_RAW RECORDS_
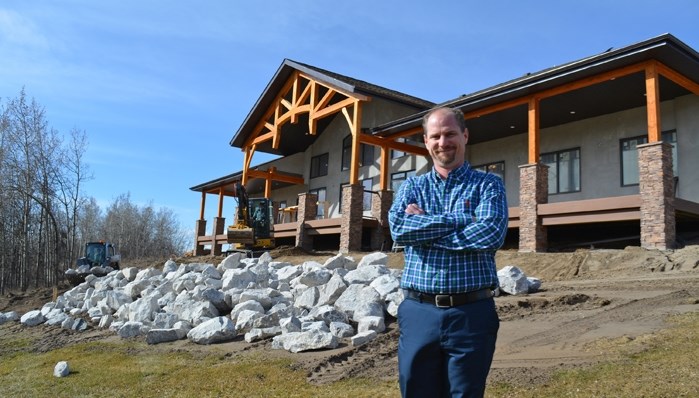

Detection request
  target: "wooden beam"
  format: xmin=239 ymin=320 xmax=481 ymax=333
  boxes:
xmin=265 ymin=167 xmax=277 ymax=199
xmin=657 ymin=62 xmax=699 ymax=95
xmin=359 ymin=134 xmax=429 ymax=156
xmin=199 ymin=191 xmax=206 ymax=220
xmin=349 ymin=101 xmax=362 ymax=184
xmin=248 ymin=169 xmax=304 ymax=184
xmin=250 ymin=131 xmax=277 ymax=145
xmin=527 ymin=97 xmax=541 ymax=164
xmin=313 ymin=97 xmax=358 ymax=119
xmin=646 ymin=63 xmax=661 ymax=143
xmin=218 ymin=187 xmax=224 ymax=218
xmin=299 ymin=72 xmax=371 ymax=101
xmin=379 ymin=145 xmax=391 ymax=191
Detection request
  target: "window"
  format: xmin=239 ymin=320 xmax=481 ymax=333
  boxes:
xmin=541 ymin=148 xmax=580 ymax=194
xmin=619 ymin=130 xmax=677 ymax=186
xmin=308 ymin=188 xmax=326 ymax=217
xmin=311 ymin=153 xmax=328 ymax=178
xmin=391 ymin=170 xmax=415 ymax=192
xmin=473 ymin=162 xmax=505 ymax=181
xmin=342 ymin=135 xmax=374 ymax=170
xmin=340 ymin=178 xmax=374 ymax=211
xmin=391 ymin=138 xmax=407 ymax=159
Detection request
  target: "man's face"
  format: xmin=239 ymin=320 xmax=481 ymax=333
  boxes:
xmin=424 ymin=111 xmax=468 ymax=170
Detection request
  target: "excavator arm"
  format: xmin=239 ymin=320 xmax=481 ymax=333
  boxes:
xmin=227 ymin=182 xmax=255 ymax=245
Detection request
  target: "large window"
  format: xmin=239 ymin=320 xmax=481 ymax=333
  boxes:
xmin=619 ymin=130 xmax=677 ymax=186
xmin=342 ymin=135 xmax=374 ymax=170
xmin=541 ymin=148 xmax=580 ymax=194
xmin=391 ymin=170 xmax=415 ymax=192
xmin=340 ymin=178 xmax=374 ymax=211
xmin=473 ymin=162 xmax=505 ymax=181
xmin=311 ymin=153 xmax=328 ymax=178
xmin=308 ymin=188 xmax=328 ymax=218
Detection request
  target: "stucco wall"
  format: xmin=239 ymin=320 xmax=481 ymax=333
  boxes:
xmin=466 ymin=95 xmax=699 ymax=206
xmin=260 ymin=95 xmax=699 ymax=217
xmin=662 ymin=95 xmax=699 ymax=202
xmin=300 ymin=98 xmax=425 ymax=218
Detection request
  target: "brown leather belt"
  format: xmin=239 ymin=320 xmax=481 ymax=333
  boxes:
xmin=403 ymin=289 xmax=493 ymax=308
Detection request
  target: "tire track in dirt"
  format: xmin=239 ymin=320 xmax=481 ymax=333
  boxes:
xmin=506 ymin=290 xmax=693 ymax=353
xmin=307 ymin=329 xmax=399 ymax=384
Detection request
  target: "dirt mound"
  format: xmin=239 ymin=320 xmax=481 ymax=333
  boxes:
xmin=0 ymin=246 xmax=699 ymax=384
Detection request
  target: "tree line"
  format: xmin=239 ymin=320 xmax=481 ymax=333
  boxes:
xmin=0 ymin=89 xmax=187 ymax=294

_THE TASK_
Copy every row above word for word, and leave out the picture.

_WORKED SOLUTION_
Detection request
  target: "wooden beam"
  format: xmin=239 ymin=320 xmax=481 ymax=333
  boxes:
xmin=265 ymin=167 xmax=277 ymax=199
xmin=657 ymin=62 xmax=699 ymax=95
xmin=359 ymin=134 xmax=429 ymax=156
xmin=199 ymin=191 xmax=206 ymax=220
xmin=349 ymin=101 xmax=362 ymax=184
xmin=248 ymin=169 xmax=304 ymax=184
xmin=250 ymin=131 xmax=277 ymax=145
xmin=527 ymin=97 xmax=541 ymax=164
xmin=313 ymin=97 xmax=358 ymax=119
xmin=646 ymin=63 xmax=661 ymax=143
xmin=218 ymin=187 xmax=224 ymax=218
xmin=299 ymin=72 xmax=371 ymax=101
xmin=379 ymin=145 xmax=391 ymax=191
Detection request
  target: "window"
  format: xmin=239 ymin=320 xmax=481 ymax=333
  boxes:
xmin=541 ymin=148 xmax=580 ymax=194
xmin=619 ymin=130 xmax=677 ymax=186
xmin=308 ymin=188 xmax=326 ymax=217
xmin=311 ymin=153 xmax=328 ymax=178
xmin=391 ymin=170 xmax=415 ymax=192
xmin=473 ymin=162 xmax=505 ymax=181
xmin=342 ymin=135 xmax=374 ymax=170
xmin=340 ymin=178 xmax=374 ymax=211
xmin=391 ymin=138 xmax=407 ymax=159
Detection request
  target: "man's face"
  format: xmin=239 ymin=320 xmax=481 ymax=333
  boxes:
xmin=424 ymin=111 xmax=468 ymax=170
Detection request
  target: "excavator arm"
  format: xmin=239 ymin=320 xmax=481 ymax=333
  boxes:
xmin=227 ymin=182 xmax=255 ymax=245
Detection request
  target: "large window"
  format: xmin=239 ymin=320 xmax=481 ymax=333
  boxes:
xmin=619 ymin=130 xmax=677 ymax=186
xmin=342 ymin=135 xmax=374 ymax=170
xmin=541 ymin=148 xmax=580 ymax=194
xmin=391 ymin=170 xmax=415 ymax=192
xmin=340 ymin=178 xmax=374 ymax=211
xmin=473 ymin=162 xmax=505 ymax=181
xmin=311 ymin=153 xmax=328 ymax=178
xmin=308 ymin=188 xmax=328 ymax=218
Detection request
  target: "stucco wall"
  format: xmin=239 ymin=320 xmax=481 ymax=333
  boxes:
xmin=466 ymin=95 xmax=699 ymax=206
xmin=260 ymin=95 xmax=699 ymax=217
xmin=662 ymin=95 xmax=699 ymax=202
xmin=300 ymin=98 xmax=425 ymax=218
Detection request
  target: "brown leather belt"
  format: xmin=239 ymin=320 xmax=481 ymax=333
  boxes:
xmin=403 ymin=289 xmax=493 ymax=308
Detection request
  target: "tire track in dirt"
  format: xmin=239 ymin=320 xmax=481 ymax=333
  boxes:
xmin=506 ymin=290 xmax=693 ymax=353
xmin=307 ymin=329 xmax=399 ymax=384
Detection request
  target: "dirt mound"
  format: xmin=239 ymin=320 xmax=481 ymax=333
  boxes:
xmin=0 ymin=246 xmax=699 ymax=384
Detection request
  target: "tree line"
  format: xmin=239 ymin=320 xmax=481 ymax=333
  boxes:
xmin=0 ymin=89 xmax=187 ymax=294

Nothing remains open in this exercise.